- _Job_: Can you convert the stretch of the listing from the line containing "Phrase: boy's face" through the end of the listing into a JSON list of strings, one string per line, leaving out blank lines?

-- Start Material for the task --

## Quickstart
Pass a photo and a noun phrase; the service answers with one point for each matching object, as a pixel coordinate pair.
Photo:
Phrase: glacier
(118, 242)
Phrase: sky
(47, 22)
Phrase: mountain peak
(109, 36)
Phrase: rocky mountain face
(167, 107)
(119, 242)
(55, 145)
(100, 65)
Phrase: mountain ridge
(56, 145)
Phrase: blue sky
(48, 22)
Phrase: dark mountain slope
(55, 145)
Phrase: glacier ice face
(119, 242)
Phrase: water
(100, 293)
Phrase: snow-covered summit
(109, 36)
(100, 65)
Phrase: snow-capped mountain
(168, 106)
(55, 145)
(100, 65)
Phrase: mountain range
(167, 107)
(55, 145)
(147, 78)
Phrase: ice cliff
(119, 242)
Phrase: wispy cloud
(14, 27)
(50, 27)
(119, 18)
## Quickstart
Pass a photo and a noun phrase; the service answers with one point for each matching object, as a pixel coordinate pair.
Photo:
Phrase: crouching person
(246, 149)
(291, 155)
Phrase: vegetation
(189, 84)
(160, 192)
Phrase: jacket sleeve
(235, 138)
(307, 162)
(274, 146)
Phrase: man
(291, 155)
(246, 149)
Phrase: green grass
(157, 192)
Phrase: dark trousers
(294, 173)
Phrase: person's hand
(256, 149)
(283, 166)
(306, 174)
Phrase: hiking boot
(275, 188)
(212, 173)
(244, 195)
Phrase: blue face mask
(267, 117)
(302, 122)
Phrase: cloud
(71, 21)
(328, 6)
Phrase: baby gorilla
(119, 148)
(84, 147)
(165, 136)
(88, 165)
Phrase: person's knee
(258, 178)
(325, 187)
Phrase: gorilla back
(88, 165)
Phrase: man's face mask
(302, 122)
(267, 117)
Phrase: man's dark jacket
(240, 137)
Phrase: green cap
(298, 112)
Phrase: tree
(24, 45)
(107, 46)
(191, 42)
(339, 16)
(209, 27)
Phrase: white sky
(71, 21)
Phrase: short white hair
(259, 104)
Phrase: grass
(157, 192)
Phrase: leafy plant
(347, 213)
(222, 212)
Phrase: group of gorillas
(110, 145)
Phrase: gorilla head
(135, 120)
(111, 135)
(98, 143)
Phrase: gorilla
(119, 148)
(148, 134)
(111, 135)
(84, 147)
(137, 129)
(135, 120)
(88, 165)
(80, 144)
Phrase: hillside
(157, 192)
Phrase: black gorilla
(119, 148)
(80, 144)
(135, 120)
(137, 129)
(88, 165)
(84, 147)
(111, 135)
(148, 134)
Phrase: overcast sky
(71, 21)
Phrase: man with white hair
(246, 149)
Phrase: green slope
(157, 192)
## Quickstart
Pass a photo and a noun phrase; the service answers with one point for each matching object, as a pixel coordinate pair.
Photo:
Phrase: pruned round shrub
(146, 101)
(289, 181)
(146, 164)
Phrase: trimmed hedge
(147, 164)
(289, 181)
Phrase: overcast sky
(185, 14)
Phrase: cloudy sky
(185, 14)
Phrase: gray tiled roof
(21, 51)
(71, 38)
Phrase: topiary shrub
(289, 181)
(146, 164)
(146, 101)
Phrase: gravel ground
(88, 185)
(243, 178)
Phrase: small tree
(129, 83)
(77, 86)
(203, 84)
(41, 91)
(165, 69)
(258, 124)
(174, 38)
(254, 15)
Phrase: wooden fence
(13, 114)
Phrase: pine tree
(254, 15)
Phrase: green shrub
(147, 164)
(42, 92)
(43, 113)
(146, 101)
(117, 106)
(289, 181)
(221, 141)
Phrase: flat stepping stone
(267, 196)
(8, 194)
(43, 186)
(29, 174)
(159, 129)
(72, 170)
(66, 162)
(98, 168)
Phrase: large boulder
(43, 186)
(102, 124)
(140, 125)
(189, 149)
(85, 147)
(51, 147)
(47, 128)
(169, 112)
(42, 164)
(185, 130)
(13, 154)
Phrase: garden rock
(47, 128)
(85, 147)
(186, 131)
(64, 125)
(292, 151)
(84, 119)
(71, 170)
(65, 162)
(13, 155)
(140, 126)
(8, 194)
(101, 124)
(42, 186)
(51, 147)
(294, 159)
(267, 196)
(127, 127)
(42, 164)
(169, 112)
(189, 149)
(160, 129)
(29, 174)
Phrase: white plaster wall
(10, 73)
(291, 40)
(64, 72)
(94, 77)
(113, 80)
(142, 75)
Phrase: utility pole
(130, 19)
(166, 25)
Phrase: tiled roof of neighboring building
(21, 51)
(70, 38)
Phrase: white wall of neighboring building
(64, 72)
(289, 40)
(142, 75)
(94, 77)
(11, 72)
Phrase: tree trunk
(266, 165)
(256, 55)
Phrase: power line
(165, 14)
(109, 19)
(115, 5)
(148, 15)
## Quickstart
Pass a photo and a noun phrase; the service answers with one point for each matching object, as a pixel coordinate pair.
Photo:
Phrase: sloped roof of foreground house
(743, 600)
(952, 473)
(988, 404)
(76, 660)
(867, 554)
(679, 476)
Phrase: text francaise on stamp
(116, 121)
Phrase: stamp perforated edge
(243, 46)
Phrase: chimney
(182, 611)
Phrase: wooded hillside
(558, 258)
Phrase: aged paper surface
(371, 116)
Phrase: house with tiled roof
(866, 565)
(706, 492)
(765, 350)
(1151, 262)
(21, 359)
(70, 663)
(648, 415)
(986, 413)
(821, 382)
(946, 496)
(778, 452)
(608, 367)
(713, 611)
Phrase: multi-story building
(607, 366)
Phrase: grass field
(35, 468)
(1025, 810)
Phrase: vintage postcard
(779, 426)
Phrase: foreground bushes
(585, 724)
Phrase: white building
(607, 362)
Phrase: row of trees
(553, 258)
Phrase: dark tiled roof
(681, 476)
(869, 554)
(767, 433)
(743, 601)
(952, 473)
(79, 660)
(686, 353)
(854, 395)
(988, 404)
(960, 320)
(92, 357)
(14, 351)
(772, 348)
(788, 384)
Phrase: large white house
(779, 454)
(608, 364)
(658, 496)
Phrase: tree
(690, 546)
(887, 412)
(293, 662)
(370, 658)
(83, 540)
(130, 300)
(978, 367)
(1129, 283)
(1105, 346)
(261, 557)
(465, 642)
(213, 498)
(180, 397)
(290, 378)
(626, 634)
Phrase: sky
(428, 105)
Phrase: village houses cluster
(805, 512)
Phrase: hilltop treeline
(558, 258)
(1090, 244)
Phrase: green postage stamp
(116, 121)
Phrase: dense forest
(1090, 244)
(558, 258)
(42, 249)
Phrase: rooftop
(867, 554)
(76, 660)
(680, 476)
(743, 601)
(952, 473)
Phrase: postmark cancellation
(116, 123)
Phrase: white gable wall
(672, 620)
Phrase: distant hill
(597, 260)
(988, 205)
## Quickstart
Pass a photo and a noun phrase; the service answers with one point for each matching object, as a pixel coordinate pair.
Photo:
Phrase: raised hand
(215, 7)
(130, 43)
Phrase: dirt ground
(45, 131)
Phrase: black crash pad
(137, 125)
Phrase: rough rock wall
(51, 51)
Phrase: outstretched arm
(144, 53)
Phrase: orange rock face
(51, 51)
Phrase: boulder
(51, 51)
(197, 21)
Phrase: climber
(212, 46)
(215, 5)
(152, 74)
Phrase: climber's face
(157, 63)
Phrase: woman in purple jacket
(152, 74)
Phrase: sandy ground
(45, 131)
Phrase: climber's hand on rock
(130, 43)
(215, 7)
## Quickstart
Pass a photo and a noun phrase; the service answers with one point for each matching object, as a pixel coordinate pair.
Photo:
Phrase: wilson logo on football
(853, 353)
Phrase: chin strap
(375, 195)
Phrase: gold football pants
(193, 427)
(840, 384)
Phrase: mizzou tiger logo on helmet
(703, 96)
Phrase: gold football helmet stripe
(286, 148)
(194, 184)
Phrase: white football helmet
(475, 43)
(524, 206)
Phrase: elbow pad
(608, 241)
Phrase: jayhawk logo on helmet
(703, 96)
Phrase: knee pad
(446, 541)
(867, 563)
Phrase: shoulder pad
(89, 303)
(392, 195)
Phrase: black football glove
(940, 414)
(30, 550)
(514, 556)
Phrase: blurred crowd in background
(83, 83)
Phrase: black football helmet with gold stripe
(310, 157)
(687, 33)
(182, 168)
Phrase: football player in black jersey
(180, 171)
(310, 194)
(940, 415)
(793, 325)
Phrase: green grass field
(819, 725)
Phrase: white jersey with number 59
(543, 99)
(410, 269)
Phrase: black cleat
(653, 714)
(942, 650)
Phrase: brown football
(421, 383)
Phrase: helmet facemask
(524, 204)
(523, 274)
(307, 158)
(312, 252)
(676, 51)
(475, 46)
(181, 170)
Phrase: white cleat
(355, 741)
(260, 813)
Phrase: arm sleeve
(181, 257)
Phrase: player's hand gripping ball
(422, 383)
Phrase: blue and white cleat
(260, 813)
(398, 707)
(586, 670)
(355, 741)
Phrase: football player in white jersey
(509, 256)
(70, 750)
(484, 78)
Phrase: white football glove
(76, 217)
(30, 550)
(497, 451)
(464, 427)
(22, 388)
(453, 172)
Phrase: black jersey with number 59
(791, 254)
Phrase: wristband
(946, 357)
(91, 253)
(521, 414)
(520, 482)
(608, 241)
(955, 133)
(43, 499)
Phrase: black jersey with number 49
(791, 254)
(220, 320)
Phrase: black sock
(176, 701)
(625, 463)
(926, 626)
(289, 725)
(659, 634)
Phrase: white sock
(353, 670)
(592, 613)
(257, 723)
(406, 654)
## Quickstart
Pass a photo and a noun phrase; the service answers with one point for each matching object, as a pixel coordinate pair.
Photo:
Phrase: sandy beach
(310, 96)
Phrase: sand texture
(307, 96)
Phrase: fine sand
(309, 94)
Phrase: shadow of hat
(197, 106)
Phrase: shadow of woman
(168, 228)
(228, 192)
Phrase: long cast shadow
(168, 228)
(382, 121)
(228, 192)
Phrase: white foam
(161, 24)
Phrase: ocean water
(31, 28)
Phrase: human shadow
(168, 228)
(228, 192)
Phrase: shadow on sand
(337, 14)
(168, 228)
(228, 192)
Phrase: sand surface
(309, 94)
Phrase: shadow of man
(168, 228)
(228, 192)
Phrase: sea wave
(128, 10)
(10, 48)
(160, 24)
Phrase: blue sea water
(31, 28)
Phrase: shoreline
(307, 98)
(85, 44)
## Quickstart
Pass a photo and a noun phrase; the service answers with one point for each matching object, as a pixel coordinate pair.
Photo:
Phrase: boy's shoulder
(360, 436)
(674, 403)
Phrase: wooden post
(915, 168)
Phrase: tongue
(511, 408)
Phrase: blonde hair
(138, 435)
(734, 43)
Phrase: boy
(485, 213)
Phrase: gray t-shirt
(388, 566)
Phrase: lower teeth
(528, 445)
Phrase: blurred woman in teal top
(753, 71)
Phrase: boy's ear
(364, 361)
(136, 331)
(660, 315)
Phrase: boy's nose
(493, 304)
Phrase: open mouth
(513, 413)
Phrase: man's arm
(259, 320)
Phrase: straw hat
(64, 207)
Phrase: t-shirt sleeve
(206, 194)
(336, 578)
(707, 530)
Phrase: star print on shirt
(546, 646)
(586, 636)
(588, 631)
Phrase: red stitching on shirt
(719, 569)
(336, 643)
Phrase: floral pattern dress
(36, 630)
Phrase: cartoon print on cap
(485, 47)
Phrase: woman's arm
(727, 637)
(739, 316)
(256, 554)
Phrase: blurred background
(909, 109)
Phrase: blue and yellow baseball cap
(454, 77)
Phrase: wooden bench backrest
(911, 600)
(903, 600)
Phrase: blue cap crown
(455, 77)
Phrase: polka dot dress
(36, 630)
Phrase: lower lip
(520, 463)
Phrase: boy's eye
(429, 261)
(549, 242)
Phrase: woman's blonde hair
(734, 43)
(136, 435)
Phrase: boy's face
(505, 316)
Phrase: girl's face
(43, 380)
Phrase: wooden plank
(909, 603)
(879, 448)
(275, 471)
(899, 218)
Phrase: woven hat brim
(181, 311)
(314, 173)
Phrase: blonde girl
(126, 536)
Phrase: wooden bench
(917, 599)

-- End Material for the task --

- _Task response_:
[
  "Phrase: boy's face",
  "(505, 316)",
  "Phrase: girl's face",
  "(43, 380)",
  "Phrase: wooden plank",
  "(909, 603)",
  "(879, 448)",
  "(275, 471)",
  "(899, 218)",
  "Phrase: woven hat brim",
  "(181, 311)",
  "(314, 173)",
  "Phrase: blonde girl",
  "(126, 536)",
  "Phrase: wooden bench",
  "(917, 599)"
]